● WORK TO DO
• a. In the SQL carbon footprint tutorial below, turn the paragraph beginning "First, let's look at a small subset of the data" into a short bulleted list that keeps its main facts.
• b. From the SQL carbon footprint tutorial below, extract the text between "Cite: The Carbon" and "emissions occured in.", inclusive, copying it word for word.
• c. Translate this sentence from the SQL carbon footprint tutorial below into Spanish: "Greenhouse gas emissions attributable to products—from food to sneakers to appliances—make up more than 75% of global emissions."

● PASSAGE PROVIDED
Analyzing Carbon Footprints in SQL

Code
import pandas as pd
import sqlite3
import sql
from itables import init_notebook_mode

Greenhouse gas emissions attributable to products—from food to sneakers to appliances—make up more than 75% of global emissions.

Cite: The Carbon Catalogue

The dataset, which is publicly availably on nature.com, stores product carbon footprints (PCFs) for various companies. PCFs are the greenhouse gas emissions attributable to a given product, measured in CO2e (carbon dioxide equivalent).

Database contents

Our database contains one table, product_emissions, which looks at PCFs by product as well as the stage of production these emissions occured in.

field data_type
id VARCHAR
year INT
product_name VARCHAR
company VARCHAR
country VARCHAR
industry_group VARCHAR
weight_kg NUMERIC
carbon_footprint_pcf NUMERIC
upstream_percent_total_pcf VARCHAR
operations_percent_total_pcf VARCHAR
downstream_percent_total_pcf VARCHAR
Code
init_notebook_mode(all_interactive=True)
Code
df = pd.read_csv("product_emissions.csv") 
conn = sqlite3.connect(":memory:")
Code
df.to_sql("product_emissions", conn, index=False, if_exists="replace") 
866
Code
# Load the SQL extension
%load_ext sql

# Register the existing in-memory SQLite connection in jupysql

%sql conn --alias prod_emission

1: Coca-Cola’s emissions

First, let’s look at a small subset of the data: emissions reported by Coca-Cola. Coke is actually made up of multiple companies around the globe, so we’ll make sure our query returns data for any company name that starts with “Coca-Cola”. Coke used to report for every single different product it has, so we will limit the results to six.

  • Select all fields from the product_emissions table where the company name begins with “Coca-Cola”, limiting to the first six results.
Code
## Select all fields where the company name is Coca-Cola, limiting to the first six results
Code
%%sql
SELECT *
FROM product_emissions
WHERE company LIKE 'Coca-Cola%'
LIMIT 6
Running query in 'prod_emission'
index id year product_name company country industry_group weight_kg carbon_footprint_pcf upstream_percent_total_pcf operations_percent_total_pcf downstream_percent_total_pcf
468 22710-1-2014 2014 Coca-Cola (all packaging and sizes) Coca-Cola HBC AG Switzerland Food, Beverage & Tobacco 1.093 0.1673 84.28% 11.12% 4.60%
469 22710-1-2015 2015 Coca-Cola (all packaging and sizes) Coca-Cola HBC AG Switzerland Food & Beverage Processing 1.093 0.158 38.37% 12.71% 48.93%
470 22710-1-2016 2016 Coca-Cola (all packaging and sizes) Coca-Cola HBC AG Switzerland Food, Beverage & Tobacco 1.093 0.147 42.17% 10.98% 46.85%
588 3565-10-2013 2013 Coke Zero 330 ml glass bottle Coca-Cola Enterprises, Inc. USA Food, Beverage & Tobacco 0.541 0.34 73.95% 3.42% 22.63%
589 3565-11-2013 2013 Coke Zero 500ml PET Coca-Cola Enterprises, Inc. USA Food, Beverage & Tobacco 0.541 0.22 52.09% 12.32% 35.59%
590 3565-1-2013 2013 Coca-Cola 300ml can Coca-Cola Enterprises, Inc. USA Food, Beverage & Tobacco 0.3 0.17 69.76% 7.00% 23.24%

A little background:

  • Upstream emissions: emissions that occur before the company’s own operations such as emissions created by manufacturing bottles that Coke buys from suppliers
  • Operations emissions: emissions that the company creates directly, such as when Coke is bottling its product
  • Downstream emissions: emissions that occur after the product leaves the company, such as after Coke has sold drinks to McDonald’s

2: Most recent data

We’ll focus on recent emissions data during this code-along. When was the most recent data collected?

● SOURCE MATERIAL
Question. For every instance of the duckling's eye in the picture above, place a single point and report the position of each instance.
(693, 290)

● SOLUTION LIST
• a.
- The first step looks at a small part of the data: emissions reported by Coca-Cola.
- Coke is made up of several companies around the world, so the query returns data for any company name starting with "Coca-Cola."
- Coke used to report on every product it has, so results are limited to six.

• b.
Cite: The Carbon Catalogue

The dataset, which is publicly availably on nature.com, stores product carbon footprints (PCFs) for various companies. PCFs are the greenhouse gas emissions attributable to a given product, measured in CO2e (carbon dioxide equivalent).

Database contents

Our database contains one table, product_emissions, which looks at PCFs by product as well as the stage of production these emissions occured in.

• c. Las emisiones de gases de efecto invernadero atribuibles a los productos (desde alimentos hasta zapatillas y electrodomésticos) representan más del 75 % de las emisiones mundiales.